(Point localization data)
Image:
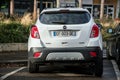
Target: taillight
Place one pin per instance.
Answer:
(37, 54)
(34, 32)
(94, 32)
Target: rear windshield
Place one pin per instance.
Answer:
(80, 17)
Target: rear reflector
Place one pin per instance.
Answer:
(34, 32)
(93, 54)
(94, 32)
(37, 54)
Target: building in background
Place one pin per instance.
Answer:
(111, 7)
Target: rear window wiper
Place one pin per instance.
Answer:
(59, 22)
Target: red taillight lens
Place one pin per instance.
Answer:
(34, 32)
(93, 54)
(37, 54)
(94, 32)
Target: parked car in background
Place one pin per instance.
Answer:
(66, 36)
(113, 44)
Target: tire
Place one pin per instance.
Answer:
(32, 67)
(99, 67)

▶ [Work required] Your reply should be a verbatim retyping of the lines from the one that holds "Target: taillight" through the last line of the entries.

▶ [Solution]
Target: taillight
Place one pin per instance.
Answer:
(37, 54)
(34, 32)
(94, 32)
Target: rear windshield
Place one pin per instance.
Answer:
(80, 17)
Target: rear reflector
Place one pin per instance.
Answer:
(34, 32)
(93, 54)
(94, 32)
(37, 54)
Target: building in background
Place one pin per instance.
Answer:
(111, 7)
Target: rear window wiper
Place one pin per instance.
Answer:
(59, 22)
Target: red taillight lens
Place one pin per instance.
Answer:
(34, 32)
(93, 54)
(37, 54)
(94, 32)
Target: parked car in background
Place one pin per instance.
Answer:
(66, 36)
(113, 44)
Target: tire
Place one pin per instance.
Answer:
(32, 67)
(99, 67)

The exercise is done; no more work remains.